Exercise instructions: The answer must consist of every line in the records below that contains the string "brass".

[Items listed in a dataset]
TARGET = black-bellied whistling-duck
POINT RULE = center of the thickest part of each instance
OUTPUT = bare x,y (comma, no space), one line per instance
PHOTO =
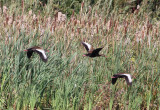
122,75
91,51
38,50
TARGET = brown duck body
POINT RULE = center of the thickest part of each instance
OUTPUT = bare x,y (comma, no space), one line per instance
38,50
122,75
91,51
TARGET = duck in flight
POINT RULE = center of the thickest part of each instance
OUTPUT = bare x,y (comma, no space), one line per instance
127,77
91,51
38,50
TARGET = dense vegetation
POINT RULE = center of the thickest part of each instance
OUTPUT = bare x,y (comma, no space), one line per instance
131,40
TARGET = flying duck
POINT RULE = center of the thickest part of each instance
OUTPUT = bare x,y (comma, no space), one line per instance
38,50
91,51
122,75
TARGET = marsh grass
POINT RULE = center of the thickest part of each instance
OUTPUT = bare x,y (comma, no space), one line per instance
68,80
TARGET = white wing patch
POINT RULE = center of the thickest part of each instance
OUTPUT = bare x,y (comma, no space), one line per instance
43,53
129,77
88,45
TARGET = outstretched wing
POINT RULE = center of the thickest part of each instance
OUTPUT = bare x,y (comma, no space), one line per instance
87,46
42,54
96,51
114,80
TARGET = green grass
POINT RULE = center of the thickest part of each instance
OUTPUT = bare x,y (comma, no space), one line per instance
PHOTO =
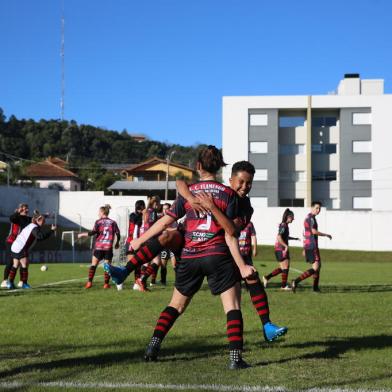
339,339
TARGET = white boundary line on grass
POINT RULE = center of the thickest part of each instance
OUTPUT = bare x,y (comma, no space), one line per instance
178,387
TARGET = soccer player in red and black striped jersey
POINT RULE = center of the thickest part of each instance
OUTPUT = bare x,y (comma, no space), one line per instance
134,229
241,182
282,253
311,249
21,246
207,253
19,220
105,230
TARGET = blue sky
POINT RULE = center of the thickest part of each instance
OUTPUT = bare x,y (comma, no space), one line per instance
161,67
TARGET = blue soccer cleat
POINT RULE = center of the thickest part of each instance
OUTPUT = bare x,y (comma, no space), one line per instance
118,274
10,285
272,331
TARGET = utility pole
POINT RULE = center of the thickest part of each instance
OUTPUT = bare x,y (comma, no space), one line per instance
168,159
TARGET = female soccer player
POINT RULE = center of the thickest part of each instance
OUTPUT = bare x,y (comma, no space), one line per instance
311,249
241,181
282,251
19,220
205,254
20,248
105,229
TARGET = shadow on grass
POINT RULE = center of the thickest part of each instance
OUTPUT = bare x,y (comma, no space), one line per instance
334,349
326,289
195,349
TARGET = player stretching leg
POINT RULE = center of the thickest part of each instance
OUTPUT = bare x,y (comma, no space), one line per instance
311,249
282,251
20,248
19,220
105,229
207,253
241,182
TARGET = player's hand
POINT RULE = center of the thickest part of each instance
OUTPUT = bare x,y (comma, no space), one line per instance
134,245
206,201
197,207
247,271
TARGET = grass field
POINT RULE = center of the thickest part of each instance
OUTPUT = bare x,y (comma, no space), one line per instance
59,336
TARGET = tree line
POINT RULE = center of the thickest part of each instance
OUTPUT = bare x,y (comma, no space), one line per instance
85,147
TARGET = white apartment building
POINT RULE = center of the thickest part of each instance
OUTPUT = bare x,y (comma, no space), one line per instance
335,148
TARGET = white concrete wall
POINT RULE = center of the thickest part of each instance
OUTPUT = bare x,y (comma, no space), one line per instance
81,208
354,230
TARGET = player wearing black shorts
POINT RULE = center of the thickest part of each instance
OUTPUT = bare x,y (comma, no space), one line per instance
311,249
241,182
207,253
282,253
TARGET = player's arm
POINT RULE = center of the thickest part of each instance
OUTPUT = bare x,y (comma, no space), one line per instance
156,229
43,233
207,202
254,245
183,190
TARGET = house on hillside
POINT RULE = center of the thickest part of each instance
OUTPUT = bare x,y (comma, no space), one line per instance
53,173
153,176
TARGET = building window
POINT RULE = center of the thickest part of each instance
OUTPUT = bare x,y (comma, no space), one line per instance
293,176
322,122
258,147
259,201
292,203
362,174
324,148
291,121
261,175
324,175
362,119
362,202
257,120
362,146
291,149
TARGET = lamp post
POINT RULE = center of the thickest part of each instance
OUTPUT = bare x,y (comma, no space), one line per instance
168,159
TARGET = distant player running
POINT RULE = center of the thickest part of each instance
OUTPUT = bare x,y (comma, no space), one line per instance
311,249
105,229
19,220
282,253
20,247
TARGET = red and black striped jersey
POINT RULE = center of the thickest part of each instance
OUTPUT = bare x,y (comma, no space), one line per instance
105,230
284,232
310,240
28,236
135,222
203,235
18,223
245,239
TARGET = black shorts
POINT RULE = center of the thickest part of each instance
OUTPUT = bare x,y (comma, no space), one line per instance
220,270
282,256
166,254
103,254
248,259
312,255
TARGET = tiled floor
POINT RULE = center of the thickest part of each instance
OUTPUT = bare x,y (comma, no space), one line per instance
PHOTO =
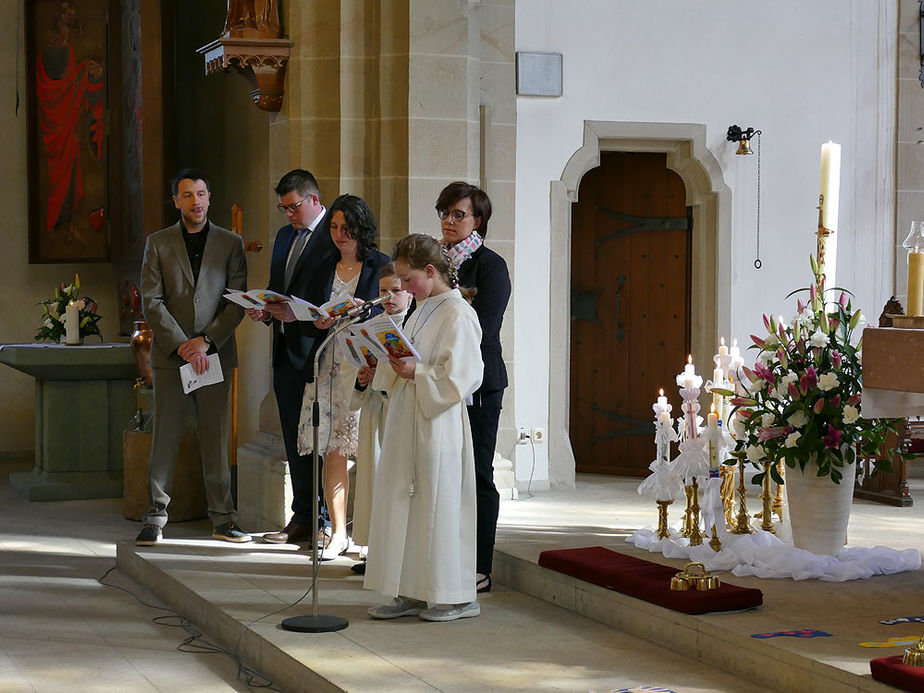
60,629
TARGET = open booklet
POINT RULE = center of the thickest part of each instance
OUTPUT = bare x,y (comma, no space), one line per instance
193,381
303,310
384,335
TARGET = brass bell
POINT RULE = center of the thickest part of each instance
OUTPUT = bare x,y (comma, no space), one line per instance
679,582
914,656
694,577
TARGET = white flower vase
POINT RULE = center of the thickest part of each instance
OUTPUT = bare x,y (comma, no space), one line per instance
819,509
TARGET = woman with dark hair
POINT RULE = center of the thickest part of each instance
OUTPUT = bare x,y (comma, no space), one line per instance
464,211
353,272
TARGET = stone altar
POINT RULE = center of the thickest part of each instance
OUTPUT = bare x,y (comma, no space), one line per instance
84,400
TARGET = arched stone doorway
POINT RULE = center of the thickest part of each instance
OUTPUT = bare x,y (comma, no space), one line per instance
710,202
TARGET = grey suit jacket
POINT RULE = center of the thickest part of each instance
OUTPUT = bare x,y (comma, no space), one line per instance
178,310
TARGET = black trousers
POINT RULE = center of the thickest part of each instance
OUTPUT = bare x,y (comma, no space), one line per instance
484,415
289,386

---

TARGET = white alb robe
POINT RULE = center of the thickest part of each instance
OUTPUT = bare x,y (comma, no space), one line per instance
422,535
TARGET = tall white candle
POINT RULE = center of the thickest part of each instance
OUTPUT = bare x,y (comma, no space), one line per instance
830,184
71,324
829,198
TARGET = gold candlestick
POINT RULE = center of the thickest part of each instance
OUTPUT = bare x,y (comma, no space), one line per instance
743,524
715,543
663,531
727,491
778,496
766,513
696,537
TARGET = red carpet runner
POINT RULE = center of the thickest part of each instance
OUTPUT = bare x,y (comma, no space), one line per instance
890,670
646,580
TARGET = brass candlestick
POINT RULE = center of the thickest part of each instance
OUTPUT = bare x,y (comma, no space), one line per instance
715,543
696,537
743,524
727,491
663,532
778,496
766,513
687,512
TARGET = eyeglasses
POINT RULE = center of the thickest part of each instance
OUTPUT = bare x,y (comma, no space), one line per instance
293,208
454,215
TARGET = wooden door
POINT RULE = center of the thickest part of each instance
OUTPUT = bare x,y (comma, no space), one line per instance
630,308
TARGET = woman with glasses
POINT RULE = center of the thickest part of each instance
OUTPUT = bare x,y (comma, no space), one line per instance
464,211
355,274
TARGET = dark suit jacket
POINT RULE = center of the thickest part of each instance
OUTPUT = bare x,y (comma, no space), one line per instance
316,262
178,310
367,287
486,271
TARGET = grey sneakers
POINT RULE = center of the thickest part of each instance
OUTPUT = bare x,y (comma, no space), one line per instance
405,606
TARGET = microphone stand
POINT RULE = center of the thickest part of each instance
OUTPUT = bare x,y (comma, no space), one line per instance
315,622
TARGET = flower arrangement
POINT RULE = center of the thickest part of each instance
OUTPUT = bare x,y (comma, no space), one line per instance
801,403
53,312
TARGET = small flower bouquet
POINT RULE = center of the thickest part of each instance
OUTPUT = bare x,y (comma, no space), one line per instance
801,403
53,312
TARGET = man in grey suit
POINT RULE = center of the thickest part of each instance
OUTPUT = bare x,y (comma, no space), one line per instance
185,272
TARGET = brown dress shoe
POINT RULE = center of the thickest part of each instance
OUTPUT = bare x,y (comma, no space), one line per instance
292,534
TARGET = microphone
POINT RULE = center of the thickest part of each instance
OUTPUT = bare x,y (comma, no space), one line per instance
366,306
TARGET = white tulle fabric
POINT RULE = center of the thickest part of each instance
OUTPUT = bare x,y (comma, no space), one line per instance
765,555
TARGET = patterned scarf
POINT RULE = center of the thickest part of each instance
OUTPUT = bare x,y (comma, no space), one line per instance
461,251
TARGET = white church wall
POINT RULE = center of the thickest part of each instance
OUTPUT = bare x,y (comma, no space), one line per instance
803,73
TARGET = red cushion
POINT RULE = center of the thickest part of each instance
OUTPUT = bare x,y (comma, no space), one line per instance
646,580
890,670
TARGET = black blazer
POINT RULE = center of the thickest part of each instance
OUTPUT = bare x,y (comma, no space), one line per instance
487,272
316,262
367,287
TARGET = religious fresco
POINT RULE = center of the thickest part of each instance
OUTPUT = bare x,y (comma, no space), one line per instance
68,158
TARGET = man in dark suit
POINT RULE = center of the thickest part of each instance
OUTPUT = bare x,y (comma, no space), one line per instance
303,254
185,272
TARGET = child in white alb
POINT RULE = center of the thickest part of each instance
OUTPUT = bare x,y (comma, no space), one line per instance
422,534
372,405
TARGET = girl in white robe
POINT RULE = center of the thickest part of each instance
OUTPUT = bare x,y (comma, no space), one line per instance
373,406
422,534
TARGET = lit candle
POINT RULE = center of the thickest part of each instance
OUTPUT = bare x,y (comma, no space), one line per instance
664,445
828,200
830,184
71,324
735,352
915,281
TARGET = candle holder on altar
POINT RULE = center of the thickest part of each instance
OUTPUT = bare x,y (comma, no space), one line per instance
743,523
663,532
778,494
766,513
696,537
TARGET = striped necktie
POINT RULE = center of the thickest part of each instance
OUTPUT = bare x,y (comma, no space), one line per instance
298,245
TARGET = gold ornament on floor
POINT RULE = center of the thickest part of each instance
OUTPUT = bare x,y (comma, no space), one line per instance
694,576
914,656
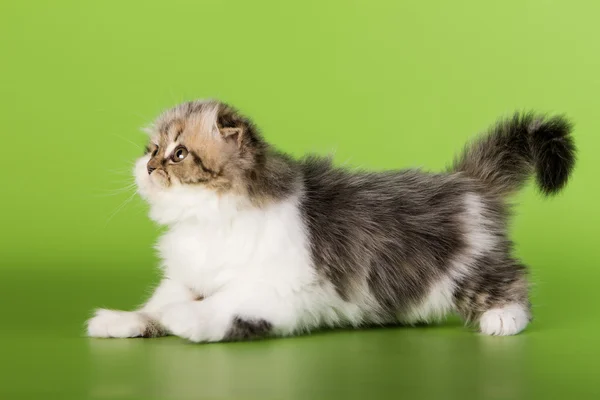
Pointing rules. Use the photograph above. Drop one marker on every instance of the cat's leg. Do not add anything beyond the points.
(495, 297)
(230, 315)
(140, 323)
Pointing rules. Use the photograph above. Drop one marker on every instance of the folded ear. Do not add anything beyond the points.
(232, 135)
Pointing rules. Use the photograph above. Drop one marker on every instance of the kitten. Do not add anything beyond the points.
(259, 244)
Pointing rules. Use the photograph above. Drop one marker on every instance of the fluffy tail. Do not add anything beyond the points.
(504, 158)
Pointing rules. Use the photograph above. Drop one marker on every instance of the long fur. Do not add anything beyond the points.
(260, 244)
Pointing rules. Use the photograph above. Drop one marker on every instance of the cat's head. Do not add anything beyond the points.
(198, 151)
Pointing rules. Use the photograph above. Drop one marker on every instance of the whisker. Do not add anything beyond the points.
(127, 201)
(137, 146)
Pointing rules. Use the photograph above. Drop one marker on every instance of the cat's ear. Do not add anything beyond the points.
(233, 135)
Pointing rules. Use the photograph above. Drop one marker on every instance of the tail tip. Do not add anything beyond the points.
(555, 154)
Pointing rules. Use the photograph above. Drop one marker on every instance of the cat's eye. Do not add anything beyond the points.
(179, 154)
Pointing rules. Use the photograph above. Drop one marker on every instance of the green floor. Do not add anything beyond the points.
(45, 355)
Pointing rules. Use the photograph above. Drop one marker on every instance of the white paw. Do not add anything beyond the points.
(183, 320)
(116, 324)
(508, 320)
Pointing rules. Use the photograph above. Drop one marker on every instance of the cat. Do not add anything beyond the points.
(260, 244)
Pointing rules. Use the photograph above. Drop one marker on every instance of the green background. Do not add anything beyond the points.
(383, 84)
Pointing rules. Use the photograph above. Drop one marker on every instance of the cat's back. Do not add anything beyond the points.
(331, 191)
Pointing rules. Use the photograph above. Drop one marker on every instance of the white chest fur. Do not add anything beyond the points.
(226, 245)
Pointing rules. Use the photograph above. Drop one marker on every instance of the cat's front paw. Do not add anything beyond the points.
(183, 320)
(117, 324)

Answer area:
TARGET = brass bell
TARGET = brass candlestick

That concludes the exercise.